» WHAT TO PRODUCE
Turn the rows below into a numbered list, leaving out any blank lines.

────

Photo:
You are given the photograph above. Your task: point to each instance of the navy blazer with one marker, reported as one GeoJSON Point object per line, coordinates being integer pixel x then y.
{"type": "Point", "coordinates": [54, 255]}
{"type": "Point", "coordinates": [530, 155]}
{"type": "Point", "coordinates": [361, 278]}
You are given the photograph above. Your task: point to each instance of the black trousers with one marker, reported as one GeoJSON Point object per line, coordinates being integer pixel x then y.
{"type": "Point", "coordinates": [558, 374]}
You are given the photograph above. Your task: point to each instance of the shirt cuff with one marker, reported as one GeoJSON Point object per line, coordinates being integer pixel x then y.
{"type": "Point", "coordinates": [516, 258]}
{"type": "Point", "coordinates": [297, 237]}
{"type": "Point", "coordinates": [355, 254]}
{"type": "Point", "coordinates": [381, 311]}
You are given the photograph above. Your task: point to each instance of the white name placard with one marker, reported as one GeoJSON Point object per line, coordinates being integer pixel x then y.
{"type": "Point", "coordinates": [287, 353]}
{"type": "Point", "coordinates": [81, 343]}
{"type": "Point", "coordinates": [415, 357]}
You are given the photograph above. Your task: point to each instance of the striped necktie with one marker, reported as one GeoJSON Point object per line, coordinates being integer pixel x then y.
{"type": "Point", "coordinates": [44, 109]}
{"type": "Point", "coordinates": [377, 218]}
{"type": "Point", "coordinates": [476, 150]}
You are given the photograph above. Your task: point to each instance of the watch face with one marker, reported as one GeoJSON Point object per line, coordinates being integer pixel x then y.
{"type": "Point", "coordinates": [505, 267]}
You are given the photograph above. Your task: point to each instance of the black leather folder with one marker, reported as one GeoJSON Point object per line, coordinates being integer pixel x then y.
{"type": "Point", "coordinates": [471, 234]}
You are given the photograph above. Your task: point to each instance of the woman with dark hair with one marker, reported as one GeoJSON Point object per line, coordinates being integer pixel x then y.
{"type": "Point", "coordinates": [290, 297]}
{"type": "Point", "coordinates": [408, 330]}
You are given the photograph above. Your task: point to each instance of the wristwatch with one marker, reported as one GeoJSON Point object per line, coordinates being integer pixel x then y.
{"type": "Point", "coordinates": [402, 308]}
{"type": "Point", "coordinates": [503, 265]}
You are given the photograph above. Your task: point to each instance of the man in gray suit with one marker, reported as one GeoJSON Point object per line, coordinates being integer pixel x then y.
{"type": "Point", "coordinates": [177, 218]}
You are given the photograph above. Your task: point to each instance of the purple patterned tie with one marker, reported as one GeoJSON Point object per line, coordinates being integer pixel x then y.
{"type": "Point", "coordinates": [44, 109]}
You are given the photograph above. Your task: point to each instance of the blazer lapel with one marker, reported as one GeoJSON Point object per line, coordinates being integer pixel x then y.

────

» COMPLETE ANSWER
1. Photo:
2. You are given the photograph above. Your task: point to each instance of the navy blazer with one marker, reported as one GeoJSON Point object per line, coordinates being integer pixel x then y.
3. {"type": "Point", "coordinates": [54, 255]}
4. {"type": "Point", "coordinates": [530, 155]}
5. {"type": "Point", "coordinates": [361, 278]}
6. You are given the photograph above. Your task: point to each instance of the black trousers with one marker, reported as one GeoJSON Point object per line, coordinates being integer pixel x then y.
7. {"type": "Point", "coordinates": [558, 374]}
8. You are given the photograph above. Your task: point to each instance of the shirt cuff with one marker, reported as one GeoJSON Point object per line, coordinates being integer pixel x then y.
9. {"type": "Point", "coordinates": [516, 258]}
10. {"type": "Point", "coordinates": [297, 237]}
11. {"type": "Point", "coordinates": [355, 254]}
12. {"type": "Point", "coordinates": [381, 311]}
13. You are given the photograph above. Your task: point to each instance of the white name placard with one marker, reported as one GeoJSON Point object per line, coordinates being integer pixel x then y.
14. {"type": "Point", "coordinates": [287, 353]}
15. {"type": "Point", "coordinates": [81, 343]}
16. {"type": "Point", "coordinates": [415, 357]}
17. You are given the photograph above. Your task: point to each instance of the striped necktie with one marker, reported as one GeoJSON Point object per line, coordinates being integer pixel x then y.
18. {"type": "Point", "coordinates": [44, 109]}
19. {"type": "Point", "coordinates": [377, 218]}
20. {"type": "Point", "coordinates": [476, 150]}
21. You are given the photograph above. Your task: point to each instance of the watch face with one marker, reported as one GeoJSON Point object per line, coordinates being integer pixel x then y.
22. {"type": "Point", "coordinates": [505, 267]}
23. You are given the photograph above. Your task: point to each instance of the black leather folder with one marker, reported as one GeoJSON Point object per line, coordinates being integer pixel x then y.
24. {"type": "Point", "coordinates": [471, 234]}
25. You are given the photograph above. Your task: point to each instance of the woman with dark hair with one marker, reported as one GeoJSON Point object per line, coordinates being integer pixel x then y.
26. {"type": "Point", "coordinates": [290, 297]}
27. {"type": "Point", "coordinates": [408, 330]}
28. You are given the photograph above. Your task: point to each instance of the wristwatch with one marker, reported as one GeoJSON Point object per line, coordinates being integer pixel x then y.
29. {"type": "Point", "coordinates": [402, 308]}
30. {"type": "Point", "coordinates": [503, 265]}
31. You are given the photograph above. Your task: point to each instance of the man in gray suit with one marker, reported as one GeoJSON Point object per line, coordinates being integer pixel x then y.
32. {"type": "Point", "coordinates": [177, 218]}
33. You are given the photograph above. Your task: point to each instance of the purple patterned tie with one marker, reported as one GeoJSON Point object per line, coordinates being integer pixel x then y.
34. {"type": "Point", "coordinates": [44, 109]}
35. You are given the photograph above. Your task: point to each instance of the blazer lapel with one marker, reported as one GeoJSON Point object per line, coordinates being integer pixel x then y.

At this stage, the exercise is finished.